-- start SOURCE RECORDS --
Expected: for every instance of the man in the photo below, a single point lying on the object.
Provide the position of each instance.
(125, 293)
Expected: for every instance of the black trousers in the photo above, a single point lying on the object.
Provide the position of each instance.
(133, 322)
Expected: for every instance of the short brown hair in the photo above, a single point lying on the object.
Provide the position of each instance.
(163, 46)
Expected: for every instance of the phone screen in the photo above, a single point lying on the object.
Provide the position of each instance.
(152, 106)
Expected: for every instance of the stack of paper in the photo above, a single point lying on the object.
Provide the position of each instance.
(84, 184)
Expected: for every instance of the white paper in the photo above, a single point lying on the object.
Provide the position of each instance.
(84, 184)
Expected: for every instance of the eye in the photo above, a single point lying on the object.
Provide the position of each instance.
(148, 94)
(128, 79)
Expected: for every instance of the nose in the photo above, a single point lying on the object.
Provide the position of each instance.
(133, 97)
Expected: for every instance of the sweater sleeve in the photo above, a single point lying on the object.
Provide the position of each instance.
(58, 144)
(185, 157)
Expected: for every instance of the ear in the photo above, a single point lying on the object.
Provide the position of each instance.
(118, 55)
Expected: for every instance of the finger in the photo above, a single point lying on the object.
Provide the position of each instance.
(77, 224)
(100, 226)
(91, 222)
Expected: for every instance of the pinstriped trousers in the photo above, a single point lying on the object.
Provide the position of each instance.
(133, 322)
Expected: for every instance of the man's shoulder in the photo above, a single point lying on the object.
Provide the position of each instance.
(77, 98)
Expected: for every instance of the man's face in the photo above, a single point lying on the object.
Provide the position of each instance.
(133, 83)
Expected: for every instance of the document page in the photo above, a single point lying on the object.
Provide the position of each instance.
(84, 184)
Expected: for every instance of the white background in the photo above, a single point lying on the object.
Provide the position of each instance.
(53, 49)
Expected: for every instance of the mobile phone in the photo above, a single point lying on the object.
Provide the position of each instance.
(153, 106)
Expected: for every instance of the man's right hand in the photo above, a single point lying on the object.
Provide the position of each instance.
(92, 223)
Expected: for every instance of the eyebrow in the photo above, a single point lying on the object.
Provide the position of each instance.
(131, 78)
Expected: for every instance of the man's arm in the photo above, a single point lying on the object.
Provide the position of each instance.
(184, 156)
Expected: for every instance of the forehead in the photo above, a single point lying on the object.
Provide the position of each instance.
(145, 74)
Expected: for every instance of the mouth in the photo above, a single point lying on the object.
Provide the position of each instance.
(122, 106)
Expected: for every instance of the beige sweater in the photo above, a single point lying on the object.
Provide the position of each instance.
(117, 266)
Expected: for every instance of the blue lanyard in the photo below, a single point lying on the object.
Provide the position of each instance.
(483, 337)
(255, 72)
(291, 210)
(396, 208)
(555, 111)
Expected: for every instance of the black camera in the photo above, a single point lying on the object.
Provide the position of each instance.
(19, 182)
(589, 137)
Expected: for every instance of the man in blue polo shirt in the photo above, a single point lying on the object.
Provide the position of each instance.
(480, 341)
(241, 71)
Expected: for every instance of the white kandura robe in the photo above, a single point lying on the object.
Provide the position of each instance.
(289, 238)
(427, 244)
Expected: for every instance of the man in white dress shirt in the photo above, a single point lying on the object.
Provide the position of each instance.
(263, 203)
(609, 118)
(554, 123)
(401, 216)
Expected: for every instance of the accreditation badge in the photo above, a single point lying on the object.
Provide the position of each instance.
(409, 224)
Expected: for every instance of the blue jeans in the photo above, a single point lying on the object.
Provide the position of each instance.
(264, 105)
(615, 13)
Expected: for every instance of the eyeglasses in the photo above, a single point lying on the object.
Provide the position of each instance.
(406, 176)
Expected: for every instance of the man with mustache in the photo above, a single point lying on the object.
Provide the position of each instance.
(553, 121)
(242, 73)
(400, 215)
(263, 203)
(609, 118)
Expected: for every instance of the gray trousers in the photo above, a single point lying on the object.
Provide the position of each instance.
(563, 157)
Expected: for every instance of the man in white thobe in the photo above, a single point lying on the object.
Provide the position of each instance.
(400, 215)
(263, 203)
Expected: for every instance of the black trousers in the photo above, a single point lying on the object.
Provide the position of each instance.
-- end SOURCE RECORDS --
Recast every line of the items above as a Markdown table with two columns, No. and Line, numbering the rows in order and leaving out blank lines.

## [ANSWER TO THIS EXERCISE]
| No. | Line |
|---|---|
| 1 | Expected: for every instance of the man in the photo below, a single point lying on the object. |
| 2 | Provide the position of each instance. |
| 3 | (125, 293) |
| 4 | Expected: for every instance of the black trousers in the photo above, a single point lying on the object. |
| 5 | Provide the position of each instance. |
| 6 | (133, 322) |
| 7 | Expected: for every instance of the short brown hair in the photo above, a single point lying on the object. |
| 8 | Provide the position of each instance. |
| 9 | (163, 46) |
| 10 | Expected: for every instance of the phone screen in the photo above, a single point lying on the object. |
| 11 | Provide the position of each instance. |
| 12 | (152, 106) |
| 13 | Expected: for every instance of the stack of paper in the photo above, a single point lying on the object. |
| 14 | Provide the position of each instance. |
| 15 | (84, 184) |
| 16 | Expected: for every instance of the white paper in the photo above, a single point lying on the object. |
| 17 | Provide the position of each instance. |
| 18 | (84, 184) |
| 19 | Expected: for every instance of the eye in the photo above, a single point lying on the object. |
| 20 | Provide the position of each instance. |
| 21 | (148, 94) |
| 22 | (128, 79) |
| 23 | Expected: for every instance of the nose in the photo above, a single point lying on the object. |
| 24 | Provide the position of each instance. |
| 25 | (133, 97) |
| 26 | Expected: for every instance of the sweater sleeve in the photo above, a single point lying on the object. |
| 27 | Provide the position of each instance. |
| 28 | (58, 144) |
| 29 | (185, 157) |
| 30 | Expected: for every instance of the ear in the photo above, a single point lying on the object. |
| 31 | Provide the position of each instance. |
| 32 | (118, 55) |
| 33 | Expected: for every instance of the finger in the photo above, a single point lying on the object. |
| 34 | Provide the position of each instance. |
| 35 | (77, 224) |
| 36 | (100, 226) |
| 37 | (91, 222) |
| 38 | Expected: for every instance of the pinstriped trousers in the photo above, a single point lying on the object. |
| 39 | Provide the position of each instance. |
| 40 | (133, 322) |
| 41 | Expected: for every instance of the man's shoulder in the photo above, a single point lying on the object. |
| 42 | Provide the position of each instance. |
| 43 | (77, 98) |
| 44 | Expected: for every instance of the man's face in the photo above, a single point lying on the object. |
| 45 | Provide the position of each instance. |
| 46 | (133, 83) |
| 47 | Expected: for every instance of the document page in the photo above, a single point lying on the object. |
| 48 | Provide the position of each instance. |
| 49 | (84, 184) |
| 50 | Expected: for every instance of the white background in the photo above, a single point lying on the object. |
| 51 | Provide the position of each instance. |
| 52 | (53, 49) |
| 53 | Expected: for every instance of the mobile phone in the photo above, a single point lying on the object. |
| 54 | Provide the position of each instance. |
| 55 | (153, 106) |
| 56 | Expected: for every instance of the man's right hand in the photo above, a single point lying on the object. |
| 57 | Provide the position of each instance. |
| 58 | (92, 223) |
| 59 | Expected: for every instance of the eyebrow in the photo above, a single point lying on the object. |
| 60 | Provide the position of each instance. |
| 61 | (131, 78) |
| 62 | Expected: for every instance of the man's arm in the photo above, a single point lying on the object. |
| 63 | Provide the position of each instance. |
| 64 | (184, 156) |
| 65 | Expected: for every instance of the forehead in the photo above, a single point lying on the object. |
| 66 | Provide the position of each instance. |
| 67 | (145, 74) |
| 68 | Expected: for every instance of the mouth in the photo above, a single point lying on the object. |
| 69 | Provide the position of each instance. |
| 70 | (122, 106) |
| 71 | Expected: for every instance of the beige sweater in the photo above, a single point lying on the object. |
| 72 | Provide the position of each instance. |
| 73 | (117, 266) |
| 74 | Expected: for every instance of the blue lanyard in the photo below, a single point lying on the object. |
| 75 | Provide the position of each instance. |
| 76 | (483, 337) |
| 77 | (255, 72) |
| 78 | (291, 210) |
| 79 | (396, 208) |
| 80 | (555, 111) |
| 81 | Expected: for every instance of the black camera in the photo above, a single point lying on the object. |
| 82 | Provide the position of each instance. |
| 83 | (19, 182) |
| 84 | (589, 137) |
| 85 | Expected: for every instance of the man in blue polo shirt in the photo above, a single point lying on the object. |
| 86 | Provide the position of each instance. |
| 87 | (480, 341) |
| 88 | (241, 71) |
| 89 | Expected: for every instance of the white kandura robe in the photo above, a single point lying on the object. |
| 90 | Provide the position of each instance. |
| 91 | (289, 238) |
| 92 | (427, 244) |
| 93 | Expected: for every instance of the man in white dress shirt in the photo above, a single point lying on the object. |
| 94 | Provide the position of each instance. |
| 95 | (263, 203) |
| 96 | (609, 118) |
| 97 | (554, 123) |
| 98 | (401, 216) |
| 99 | Expected: for every instance of the accreditation badge in the photo above, a single point lying on the object. |
| 100 | Provide the position of each instance. |
| 101 | (409, 224) |
| 102 | Expected: for every instance of the blue jeans in the photo above, a single point lying on the object. |
| 103 | Provide the position of each instance. |
| 104 | (264, 105) |
| 105 | (615, 13) |
| 106 | Expected: for every instance of the eyeglasses in the photo above, a single point lying on the object. |
| 107 | Provide the position of each instance. |
| 108 | (406, 176) |
| 109 | Expected: for every instance of the man with mustache in the photo above, a single point lying on the object. |
| 110 | Provide the position of each instance. |
| 111 | (553, 121) |
| 112 | (242, 73) |
| 113 | (400, 215) |
| 114 | (263, 203) |
| 115 | (609, 118) |
| 116 | Expected: for every instance of the gray trousers in the photo above, a single point lying on the object. |
| 117 | Provide the position of each instance. |
| 118 | (563, 157) |
| 119 | Expected: for every instance of the man in white thobe in the photo above, a single point lying on the object. |
| 120 | Provide the position of each instance. |
| 121 | (400, 215) |
| 122 | (263, 203) |
| 123 | Expected: for every instance of the black trousers in the photo above, a single point lying on the object. |
| 124 | Provide the position of each instance. |